Dataset records about object locations =>
-- -- --
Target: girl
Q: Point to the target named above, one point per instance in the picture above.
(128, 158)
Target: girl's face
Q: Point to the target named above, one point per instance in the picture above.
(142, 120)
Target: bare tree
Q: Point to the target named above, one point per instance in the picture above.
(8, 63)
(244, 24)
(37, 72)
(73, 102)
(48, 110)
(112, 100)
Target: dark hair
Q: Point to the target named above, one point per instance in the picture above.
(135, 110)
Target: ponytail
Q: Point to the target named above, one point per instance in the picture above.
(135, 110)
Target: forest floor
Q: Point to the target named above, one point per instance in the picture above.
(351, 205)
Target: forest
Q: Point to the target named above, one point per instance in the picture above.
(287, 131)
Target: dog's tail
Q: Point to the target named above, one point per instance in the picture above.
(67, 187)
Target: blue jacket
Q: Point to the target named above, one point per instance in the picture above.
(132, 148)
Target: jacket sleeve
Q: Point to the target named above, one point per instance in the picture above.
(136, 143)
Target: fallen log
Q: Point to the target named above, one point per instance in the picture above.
-- -- --
SHORT EXERCISE => Repeat the lines from the records above, starting at the line that contains "Target: dark hair" and ending with the final line of the records, with both ends included.

WRITTEN SOLUTION =>
Target: dark hair
Q: Point to the target named above, one point per instance in the picture above.
(135, 110)
Target: ponytail
Q: Point to the target named above, one point per instance in the picture above.
(135, 110)
Target: forest floor
Q: Point to the target named above, one point per instance in the picture above.
(351, 205)
Target: forest
Q: Point to the target named above, one point per instance in the picture above.
(287, 131)
Target: dog's tail
Q: Point to the target named above, one point per instance in the picture above.
(67, 187)
Target: blue jacket
Q: Point to the target named above, one point per instance in the picture above.
(132, 148)
Target: jacket sleeve
Q: Point to the target named above, one point per instance in the picture above.
(136, 143)
Target: fallen log
Q: Point to the target named above, one point per instance in the picture above.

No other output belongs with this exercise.